• [Work to complete]: Copy out every row below word for word, leaving out the pictures.

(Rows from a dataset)
#####

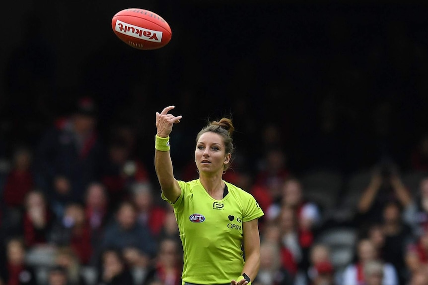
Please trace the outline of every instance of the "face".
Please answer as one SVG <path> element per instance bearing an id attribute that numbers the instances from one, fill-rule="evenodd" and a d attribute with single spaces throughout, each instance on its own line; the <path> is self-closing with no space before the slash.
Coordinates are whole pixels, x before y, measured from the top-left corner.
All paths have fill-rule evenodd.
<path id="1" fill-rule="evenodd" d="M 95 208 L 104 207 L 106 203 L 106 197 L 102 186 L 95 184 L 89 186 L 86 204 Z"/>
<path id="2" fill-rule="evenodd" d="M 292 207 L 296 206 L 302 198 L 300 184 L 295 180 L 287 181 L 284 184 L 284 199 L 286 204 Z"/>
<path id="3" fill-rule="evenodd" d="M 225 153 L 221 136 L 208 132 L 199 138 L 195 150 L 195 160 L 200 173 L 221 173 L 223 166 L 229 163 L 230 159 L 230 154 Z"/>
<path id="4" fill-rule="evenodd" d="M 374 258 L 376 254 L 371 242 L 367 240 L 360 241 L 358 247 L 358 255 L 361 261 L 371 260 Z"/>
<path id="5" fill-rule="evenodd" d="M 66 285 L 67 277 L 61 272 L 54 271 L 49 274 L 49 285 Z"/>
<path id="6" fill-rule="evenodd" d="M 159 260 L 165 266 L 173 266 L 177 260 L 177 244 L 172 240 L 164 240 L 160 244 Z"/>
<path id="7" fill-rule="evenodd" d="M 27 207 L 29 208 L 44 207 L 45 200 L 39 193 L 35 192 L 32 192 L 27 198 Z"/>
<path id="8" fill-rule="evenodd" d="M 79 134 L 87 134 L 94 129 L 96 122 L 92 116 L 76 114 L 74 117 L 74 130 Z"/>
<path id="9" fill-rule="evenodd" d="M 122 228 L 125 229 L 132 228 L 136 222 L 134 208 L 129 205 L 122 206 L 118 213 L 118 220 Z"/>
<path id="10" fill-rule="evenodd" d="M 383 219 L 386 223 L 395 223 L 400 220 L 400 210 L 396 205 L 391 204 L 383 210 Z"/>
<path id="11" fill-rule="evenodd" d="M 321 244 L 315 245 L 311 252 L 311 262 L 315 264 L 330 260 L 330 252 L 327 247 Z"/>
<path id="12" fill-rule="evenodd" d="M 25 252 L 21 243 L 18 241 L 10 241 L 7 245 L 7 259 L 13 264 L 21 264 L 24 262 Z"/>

#####

• [Task response]:
Please trace the outline of every instance of the "face".
Please answer as one SVG <path> element per instance bearing an id attribute that numbers the instances from one, fill-rule="evenodd" and a d attribute with single spaces throughout, each instance on its own line; the <path> is self-closing with no space before the slash.
Coordinates are whole pixels, x before y, measured from the top-left corner.
All paths have fill-rule evenodd.
<path id="1" fill-rule="evenodd" d="M 95 208 L 104 207 L 106 203 L 106 197 L 102 186 L 95 184 L 89 186 L 86 204 Z"/>
<path id="2" fill-rule="evenodd" d="M 292 207 L 296 206 L 302 198 L 300 184 L 295 180 L 287 181 L 284 184 L 284 199 L 286 204 Z"/>
<path id="3" fill-rule="evenodd" d="M 225 153 L 221 136 L 208 132 L 199 138 L 195 150 L 195 160 L 200 173 L 221 173 L 223 166 L 229 163 L 230 159 L 230 154 Z"/>
<path id="4" fill-rule="evenodd" d="M 374 258 L 376 254 L 371 242 L 367 240 L 360 241 L 358 247 L 358 255 L 361 261 L 371 260 Z"/>
<path id="5" fill-rule="evenodd" d="M 66 285 L 67 277 L 61 272 L 54 271 L 49 274 L 49 285 Z"/>
<path id="6" fill-rule="evenodd" d="M 159 260 L 165 266 L 173 266 L 177 260 L 177 244 L 172 240 L 164 240 L 160 244 Z"/>
<path id="7" fill-rule="evenodd" d="M 27 207 L 29 208 L 44 207 L 45 200 L 39 193 L 35 192 L 32 192 L 27 198 Z"/>
<path id="8" fill-rule="evenodd" d="M 79 134 L 87 134 L 94 129 L 96 122 L 92 116 L 76 114 L 74 117 L 74 130 Z"/>
<path id="9" fill-rule="evenodd" d="M 122 228 L 125 229 L 132 228 L 136 222 L 134 208 L 129 205 L 122 206 L 118 213 L 118 220 Z"/>
<path id="10" fill-rule="evenodd" d="M 383 219 L 386 223 L 395 223 L 400 220 L 400 210 L 396 205 L 391 204 L 383 210 Z"/>
<path id="11" fill-rule="evenodd" d="M 321 244 L 315 245 L 311 252 L 311 262 L 315 264 L 330 260 L 330 252 L 327 247 Z"/>
<path id="12" fill-rule="evenodd" d="M 25 252 L 21 243 L 18 241 L 10 241 L 7 245 L 7 259 L 13 264 L 21 264 L 24 262 Z"/>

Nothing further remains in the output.